» **Task objective**: Every record must be reproduced exactly. Leave none out.

» **Data excerpts**:
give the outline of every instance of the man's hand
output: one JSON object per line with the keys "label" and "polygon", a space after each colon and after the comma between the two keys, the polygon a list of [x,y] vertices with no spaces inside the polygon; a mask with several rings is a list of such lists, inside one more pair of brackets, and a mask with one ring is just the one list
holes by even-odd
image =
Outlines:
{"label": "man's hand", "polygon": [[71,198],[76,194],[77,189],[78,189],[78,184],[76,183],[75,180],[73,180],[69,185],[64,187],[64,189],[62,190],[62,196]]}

» **Solved exercise**:
give the outline of every instance of the man's hand
output: one JSON object per line with the keys "label" and "polygon", a space after each colon and after the comma between the two keys, the polygon a list of [x,y] vertices with no spaces inside the polygon; a mask with several rings is a list of such lists, inside one more pair of brackets, and a mask with one ring is just the one list
holes by even-odd
image =
Outlines:
{"label": "man's hand", "polygon": [[71,198],[76,194],[77,189],[78,189],[78,184],[76,183],[75,180],[73,180],[69,185],[64,187],[64,189],[62,190],[62,196]]}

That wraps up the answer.